Begin DOCUMENT EXCERPT

Empowering your people to do the right things right

Don’t we all want our colleges to do the right things right? Well you would think so, but sometimes our behaviours don’t allow them to do so. Have a look at the Paradigm below it identifies four distinct areas that people will fall into at work and there are associated dangers and benefits to each area, along with organisational effectiveness, performance, skills development and team work.

In previous blogs we have looked at the whole concept of Attitudes and Behaviours. click here to see

In this context we are going to call them different things. Attitude, the stuff inside you, personal to you and your journey through life, can represent your prejudice. When you prejudge things adversely it can be problematical. It is very hard to see someone’s prejudice unless they drop their guard and let you see it through their behaviour. It then cease to be prejudice and becomes alive via discrimination.

So in this context Attitude = Prejudice and Behaviour = Discrimination

Area 1 – People with prejudice that allow it into discrimination at work

Empowering Prejudice

Where is the place for people that do this in your business? The obvious answer is out of the business, if colleagues come to work believing bad things and acting on them, they must surely fall foul of a vast array of policies and procedures. However many just get away with it because they have always been like it!

Not an empowering environment for creative, innovative working….. Empowering your staff requires every policy and procedure to be robustly applied to everyone.

Area 2 – People with absolutely no prejudice who never act in a way that might discriminate

Empowering No prejudice

Now we would all love to have workforces like this! Most of us bounce in to this area on occasions, but its a really difficult place to live in. NEVER having any negative thoughts, NEVER acting on them in anyway. This is the domain of saints and babies!  A delegate once suggested that this is an are solely for “the dead”, they can’t have prejudice and never discriminate.

A great place to aim for, resulting in the demise of every HR department, harmony at work…….

Area 3 – People have no prejudice, but their behaviour is discriminatory

Empowering bad behaviourHow can this happen? How can someone not feel the prejudice but behave in ways that discriminate? this falls into several subsections

1 The ignorant. These workers have no idea that their behaviour is inappropriate, but as no one has ever held them to task for their behaviour they just carry on doing it. The colleague who uses bad language as a matter of course, without realising its impact on those around, those that they would never want to offend or upset. But do.

Empowering your staff means dealing with these openly, frankly and honestly. The conversations might be unwelcome, make the individual feel uncomfortable, BUT they are necessary and warranted

 2 The blind eye. Where workers turn a blind eye to things that are going on, because they would be difficult or embarrassing to tackle. The manager that sees sloppy behaviour towards a customer and lets it go. Thus setting the standard for every subsequent customer interaction because “he saw it and said nothing……”

End DOCUMENT EXCERPT
Begin EXTRACTED MATERIAL

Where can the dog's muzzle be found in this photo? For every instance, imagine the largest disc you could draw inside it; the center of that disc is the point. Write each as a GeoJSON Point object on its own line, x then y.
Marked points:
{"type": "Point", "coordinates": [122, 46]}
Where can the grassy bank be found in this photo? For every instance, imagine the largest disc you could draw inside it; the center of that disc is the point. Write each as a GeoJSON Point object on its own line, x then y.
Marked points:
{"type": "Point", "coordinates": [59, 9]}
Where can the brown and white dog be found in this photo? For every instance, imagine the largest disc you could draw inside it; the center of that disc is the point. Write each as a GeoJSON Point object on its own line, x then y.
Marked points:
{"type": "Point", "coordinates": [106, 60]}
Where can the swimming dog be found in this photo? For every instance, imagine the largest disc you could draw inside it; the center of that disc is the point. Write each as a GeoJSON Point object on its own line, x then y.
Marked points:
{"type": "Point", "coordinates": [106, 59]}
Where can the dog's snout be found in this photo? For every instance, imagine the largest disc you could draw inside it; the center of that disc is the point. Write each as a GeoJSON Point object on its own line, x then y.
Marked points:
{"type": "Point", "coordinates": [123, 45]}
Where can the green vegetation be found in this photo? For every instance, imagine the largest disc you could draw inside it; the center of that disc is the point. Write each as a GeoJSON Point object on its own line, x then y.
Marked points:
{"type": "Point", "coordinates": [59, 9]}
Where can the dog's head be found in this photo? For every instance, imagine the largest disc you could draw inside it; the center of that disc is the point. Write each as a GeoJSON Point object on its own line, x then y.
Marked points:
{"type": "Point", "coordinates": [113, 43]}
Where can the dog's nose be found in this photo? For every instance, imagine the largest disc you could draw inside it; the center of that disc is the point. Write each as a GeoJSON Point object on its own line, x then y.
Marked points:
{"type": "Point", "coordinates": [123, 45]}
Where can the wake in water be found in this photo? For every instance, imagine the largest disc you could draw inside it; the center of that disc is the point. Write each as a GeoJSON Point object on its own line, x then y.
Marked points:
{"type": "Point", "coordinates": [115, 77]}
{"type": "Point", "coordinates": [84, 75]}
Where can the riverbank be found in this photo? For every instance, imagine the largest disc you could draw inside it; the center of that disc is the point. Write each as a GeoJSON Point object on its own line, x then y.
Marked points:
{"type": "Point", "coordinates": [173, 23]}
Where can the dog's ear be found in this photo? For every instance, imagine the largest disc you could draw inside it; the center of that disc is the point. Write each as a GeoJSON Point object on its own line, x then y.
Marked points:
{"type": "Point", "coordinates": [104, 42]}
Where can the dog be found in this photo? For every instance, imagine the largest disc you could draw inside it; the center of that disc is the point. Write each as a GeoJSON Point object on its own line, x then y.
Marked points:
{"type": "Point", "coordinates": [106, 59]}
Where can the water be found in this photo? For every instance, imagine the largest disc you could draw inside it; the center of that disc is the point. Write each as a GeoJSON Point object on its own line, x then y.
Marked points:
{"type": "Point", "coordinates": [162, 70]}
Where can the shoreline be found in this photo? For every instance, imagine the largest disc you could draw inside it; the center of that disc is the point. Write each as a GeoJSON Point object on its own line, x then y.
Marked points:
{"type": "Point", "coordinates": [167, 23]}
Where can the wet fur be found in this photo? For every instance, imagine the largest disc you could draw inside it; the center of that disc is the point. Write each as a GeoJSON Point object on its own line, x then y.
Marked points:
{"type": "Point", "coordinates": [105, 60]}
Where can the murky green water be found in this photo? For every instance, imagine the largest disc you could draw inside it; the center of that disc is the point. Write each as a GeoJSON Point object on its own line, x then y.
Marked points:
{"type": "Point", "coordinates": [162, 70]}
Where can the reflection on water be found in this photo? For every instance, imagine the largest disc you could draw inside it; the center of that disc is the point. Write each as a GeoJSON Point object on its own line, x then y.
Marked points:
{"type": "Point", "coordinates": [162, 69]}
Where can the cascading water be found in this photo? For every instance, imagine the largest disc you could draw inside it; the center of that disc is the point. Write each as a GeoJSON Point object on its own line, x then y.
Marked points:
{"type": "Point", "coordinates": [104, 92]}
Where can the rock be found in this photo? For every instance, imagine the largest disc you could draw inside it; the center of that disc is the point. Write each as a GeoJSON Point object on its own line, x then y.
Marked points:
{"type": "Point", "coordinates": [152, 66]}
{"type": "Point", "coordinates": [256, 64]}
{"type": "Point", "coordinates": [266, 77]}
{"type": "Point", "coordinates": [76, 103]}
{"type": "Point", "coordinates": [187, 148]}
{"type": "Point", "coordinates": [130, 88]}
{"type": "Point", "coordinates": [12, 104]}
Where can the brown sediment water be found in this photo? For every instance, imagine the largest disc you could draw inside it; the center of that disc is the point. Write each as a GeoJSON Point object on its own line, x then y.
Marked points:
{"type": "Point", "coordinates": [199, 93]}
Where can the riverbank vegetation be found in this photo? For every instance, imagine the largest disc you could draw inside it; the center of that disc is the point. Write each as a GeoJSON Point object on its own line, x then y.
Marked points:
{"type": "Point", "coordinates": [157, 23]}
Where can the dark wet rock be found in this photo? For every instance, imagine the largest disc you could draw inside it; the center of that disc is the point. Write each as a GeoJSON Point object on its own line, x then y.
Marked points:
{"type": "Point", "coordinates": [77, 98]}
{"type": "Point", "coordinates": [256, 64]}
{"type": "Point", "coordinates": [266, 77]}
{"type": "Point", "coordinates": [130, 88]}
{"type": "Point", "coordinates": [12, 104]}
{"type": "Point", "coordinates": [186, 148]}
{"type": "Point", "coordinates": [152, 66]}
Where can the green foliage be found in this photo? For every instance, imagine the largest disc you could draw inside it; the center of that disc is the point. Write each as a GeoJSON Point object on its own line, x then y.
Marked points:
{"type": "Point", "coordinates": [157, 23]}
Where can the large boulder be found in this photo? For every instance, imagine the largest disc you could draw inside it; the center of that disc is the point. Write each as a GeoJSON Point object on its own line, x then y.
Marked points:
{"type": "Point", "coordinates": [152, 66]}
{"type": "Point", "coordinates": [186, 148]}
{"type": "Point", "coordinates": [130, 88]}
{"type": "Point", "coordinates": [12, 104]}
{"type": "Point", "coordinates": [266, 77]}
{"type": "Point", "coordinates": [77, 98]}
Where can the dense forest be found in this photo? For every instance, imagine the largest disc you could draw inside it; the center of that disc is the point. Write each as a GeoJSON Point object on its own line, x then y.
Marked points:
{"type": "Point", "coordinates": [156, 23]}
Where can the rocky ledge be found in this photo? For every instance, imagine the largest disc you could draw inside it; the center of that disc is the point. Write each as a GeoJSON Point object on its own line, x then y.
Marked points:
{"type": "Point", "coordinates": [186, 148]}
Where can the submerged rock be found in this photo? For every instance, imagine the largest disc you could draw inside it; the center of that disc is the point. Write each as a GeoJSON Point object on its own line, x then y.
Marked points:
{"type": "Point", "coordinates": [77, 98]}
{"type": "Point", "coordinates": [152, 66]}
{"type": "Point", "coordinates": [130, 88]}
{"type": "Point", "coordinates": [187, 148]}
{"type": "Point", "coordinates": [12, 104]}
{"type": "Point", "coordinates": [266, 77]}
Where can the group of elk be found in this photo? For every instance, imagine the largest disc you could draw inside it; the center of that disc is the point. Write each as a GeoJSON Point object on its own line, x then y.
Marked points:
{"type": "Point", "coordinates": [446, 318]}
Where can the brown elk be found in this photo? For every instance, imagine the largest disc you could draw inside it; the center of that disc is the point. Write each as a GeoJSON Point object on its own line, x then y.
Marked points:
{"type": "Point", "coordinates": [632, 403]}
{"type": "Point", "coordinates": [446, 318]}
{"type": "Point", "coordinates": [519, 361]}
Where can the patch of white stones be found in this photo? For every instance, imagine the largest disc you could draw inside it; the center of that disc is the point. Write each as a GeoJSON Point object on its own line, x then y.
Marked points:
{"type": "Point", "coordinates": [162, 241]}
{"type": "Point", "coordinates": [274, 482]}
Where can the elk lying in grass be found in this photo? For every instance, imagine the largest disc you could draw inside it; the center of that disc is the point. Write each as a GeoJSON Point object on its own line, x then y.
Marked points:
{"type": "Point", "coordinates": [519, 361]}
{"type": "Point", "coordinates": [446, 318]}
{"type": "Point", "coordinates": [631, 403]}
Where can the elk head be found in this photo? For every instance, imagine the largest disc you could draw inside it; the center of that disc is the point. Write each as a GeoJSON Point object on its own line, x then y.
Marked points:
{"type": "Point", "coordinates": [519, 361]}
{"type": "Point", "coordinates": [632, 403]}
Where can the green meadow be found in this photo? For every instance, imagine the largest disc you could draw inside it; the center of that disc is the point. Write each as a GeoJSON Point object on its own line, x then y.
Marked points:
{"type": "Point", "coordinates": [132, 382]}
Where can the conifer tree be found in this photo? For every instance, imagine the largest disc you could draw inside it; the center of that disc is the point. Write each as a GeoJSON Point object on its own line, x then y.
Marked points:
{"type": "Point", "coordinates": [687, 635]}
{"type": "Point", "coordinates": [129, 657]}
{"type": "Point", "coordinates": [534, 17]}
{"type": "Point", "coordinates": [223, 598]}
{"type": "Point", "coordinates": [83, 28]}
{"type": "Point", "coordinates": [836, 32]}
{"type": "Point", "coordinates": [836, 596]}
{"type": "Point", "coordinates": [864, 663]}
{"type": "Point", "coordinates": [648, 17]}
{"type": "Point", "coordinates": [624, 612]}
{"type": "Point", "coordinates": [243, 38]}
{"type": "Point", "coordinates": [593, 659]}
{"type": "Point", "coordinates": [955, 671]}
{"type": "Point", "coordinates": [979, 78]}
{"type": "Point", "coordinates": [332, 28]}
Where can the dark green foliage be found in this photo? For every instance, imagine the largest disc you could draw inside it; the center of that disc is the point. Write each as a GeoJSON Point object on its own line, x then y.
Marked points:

End EXTRACTED MATERIAL

§ **TASK TO COMPLETE**: Please write out, word for word, the stretch of the workplace empowerment text from "Now we would" through "and never discriminate.".

§ **ANSWER FOR THE TASK**:
Now we would all love to have workforces like this! Most of us bounce in to this area on occasions, but its a really difficult place to live in. NEVER having any negative thoughts, NEVER acting on them in anyway. This is the domain of saints and babies!  A delegate once suggested that this is an are solely for “the dead”, they can’t have prejudice and never discriminate.